CHALLENGE:
Here are some entries; quote each one exactly.

(begin)

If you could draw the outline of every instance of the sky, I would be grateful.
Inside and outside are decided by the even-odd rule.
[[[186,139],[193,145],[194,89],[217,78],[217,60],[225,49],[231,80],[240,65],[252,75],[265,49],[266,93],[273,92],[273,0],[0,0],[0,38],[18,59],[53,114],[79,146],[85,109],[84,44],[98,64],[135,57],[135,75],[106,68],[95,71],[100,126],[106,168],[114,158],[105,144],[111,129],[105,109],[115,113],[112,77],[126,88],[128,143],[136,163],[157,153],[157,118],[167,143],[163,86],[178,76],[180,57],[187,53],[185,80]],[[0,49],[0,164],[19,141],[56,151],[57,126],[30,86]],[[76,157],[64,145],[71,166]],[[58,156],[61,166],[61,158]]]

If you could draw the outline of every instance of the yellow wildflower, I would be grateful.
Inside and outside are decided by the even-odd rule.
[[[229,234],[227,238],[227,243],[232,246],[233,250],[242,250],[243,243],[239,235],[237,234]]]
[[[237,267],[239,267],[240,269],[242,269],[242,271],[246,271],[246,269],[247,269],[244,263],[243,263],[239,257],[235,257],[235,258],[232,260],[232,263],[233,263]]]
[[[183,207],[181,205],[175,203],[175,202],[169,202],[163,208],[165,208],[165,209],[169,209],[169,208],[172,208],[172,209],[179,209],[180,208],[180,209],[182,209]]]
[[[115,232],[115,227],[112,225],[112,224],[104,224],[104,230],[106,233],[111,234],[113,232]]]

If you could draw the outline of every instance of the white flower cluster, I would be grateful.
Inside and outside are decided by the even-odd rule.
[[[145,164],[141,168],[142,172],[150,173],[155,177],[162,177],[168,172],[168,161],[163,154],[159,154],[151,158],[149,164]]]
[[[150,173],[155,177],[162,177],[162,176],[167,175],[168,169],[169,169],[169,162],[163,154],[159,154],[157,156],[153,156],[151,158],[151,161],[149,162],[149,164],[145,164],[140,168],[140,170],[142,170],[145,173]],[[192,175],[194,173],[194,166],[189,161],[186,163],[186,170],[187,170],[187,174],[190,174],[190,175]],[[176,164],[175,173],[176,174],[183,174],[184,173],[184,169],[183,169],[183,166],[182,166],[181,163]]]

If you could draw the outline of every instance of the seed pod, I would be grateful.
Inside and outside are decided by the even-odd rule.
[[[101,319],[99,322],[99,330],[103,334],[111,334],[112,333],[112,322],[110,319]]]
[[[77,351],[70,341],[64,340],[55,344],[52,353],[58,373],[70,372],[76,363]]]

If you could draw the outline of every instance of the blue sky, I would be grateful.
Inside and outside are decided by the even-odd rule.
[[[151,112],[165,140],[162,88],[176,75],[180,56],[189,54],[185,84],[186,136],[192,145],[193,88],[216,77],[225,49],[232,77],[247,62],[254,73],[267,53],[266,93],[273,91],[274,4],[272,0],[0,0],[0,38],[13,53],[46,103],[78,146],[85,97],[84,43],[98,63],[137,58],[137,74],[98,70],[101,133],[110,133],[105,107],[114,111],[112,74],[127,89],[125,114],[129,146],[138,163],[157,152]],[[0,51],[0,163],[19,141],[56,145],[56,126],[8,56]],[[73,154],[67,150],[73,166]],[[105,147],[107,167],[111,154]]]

(end)

PROBLEM SOLUTION:
If you could draw the outline of every instance of the sky, I would be grateful.
Inside and outside are decided by the even-odd rule.
[[[186,139],[193,145],[194,89],[217,78],[217,60],[225,49],[231,80],[240,65],[252,75],[265,49],[266,93],[273,92],[273,0],[0,0],[0,38],[18,59],[53,114],[79,146],[85,109],[84,44],[98,64],[135,57],[135,75],[106,68],[95,71],[100,126],[106,168],[114,158],[105,144],[111,129],[105,109],[115,113],[112,77],[126,88],[128,143],[136,163],[157,153],[157,118],[167,143],[163,86],[178,76],[180,57],[187,53],[185,80]],[[0,49],[0,164],[19,141],[56,151],[57,126],[30,86]],[[76,157],[64,145],[71,166]],[[58,156],[61,166],[61,158]]]

If you could draw the outline of every instance of the yellow wildflower, I would be grateful.
Inside and outside are decided by the even-odd rule.
[[[229,234],[227,238],[227,243],[232,246],[233,250],[242,250],[243,243],[239,235],[237,234]]]
[[[237,267],[239,267],[240,269],[242,269],[242,271],[246,271],[246,269],[247,269],[244,263],[243,263],[239,257],[235,257],[235,258],[232,260],[232,263],[233,263]]]
[[[183,207],[181,205],[175,203],[175,202],[169,202],[163,208],[165,208],[165,209],[169,209],[169,208],[172,208],[172,209],[179,209],[180,208],[180,209],[182,209]]]
[[[115,232],[115,227],[112,225],[112,224],[104,224],[104,230],[106,233],[111,234],[113,232]]]

If you could draw the outline of every instance of the white flower cluster, I would be grateful.
Inside and outside are decided by the even-odd rule.
[[[145,164],[141,168],[142,172],[150,173],[155,177],[162,177],[168,172],[168,161],[163,154],[159,154],[151,158],[149,164]]]
[[[150,173],[155,177],[162,177],[162,176],[167,175],[168,169],[169,169],[169,162],[163,154],[159,154],[157,156],[153,156],[151,158],[151,161],[149,162],[149,164],[145,164],[140,168],[140,170],[142,170],[145,173]],[[192,175],[194,173],[194,166],[189,161],[186,163],[186,170],[187,170],[187,174],[190,174],[190,175]],[[176,164],[175,173],[176,174],[183,174],[184,173],[184,169],[183,169],[183,166],[182,166],[181,163]]]

If you could draw the outline of every instance of the seed pod, I would be grateful.
Inside and outside are decided by the even-odd rule.
[[[101,319],[99,322],[99,330],[103,334],[111,334],[112,333],[112,322],[110,319]]]
[[[77,351],[70,341],[64,340],[55,344],[52,353],[58,373],[70,372],[76,363]]]

If you could draw the outline of every instance of the blue sky, I would be grateful.
Inside and outside are decided by the even-odd rule.
[[[151,112],[165,140],[162,88],[176,75],[180,56],[189,54],[185,84],[186,136],[192,145],[193,88],[216,77],[225,49],[232,77],[247,62],[254,73],[267,53],[266,93],[273,91],[274,4],[272,0],[0,0],[0,38],[13,53],[46,103],[78,146],[85,97],[84,43],[98,63],[137,58],[137,74],[98,70],[101,133],[110,133],[105,107],[114,111],[112,74],[127,89],[125,114],[129,146],[138,163],[157,152]],[[0,51],[0,163],[19,141],[56,145],[56,126],[8,56]],[[73,154],[67,150],[73,166]],[[105,147],[107,167],[111,154]]]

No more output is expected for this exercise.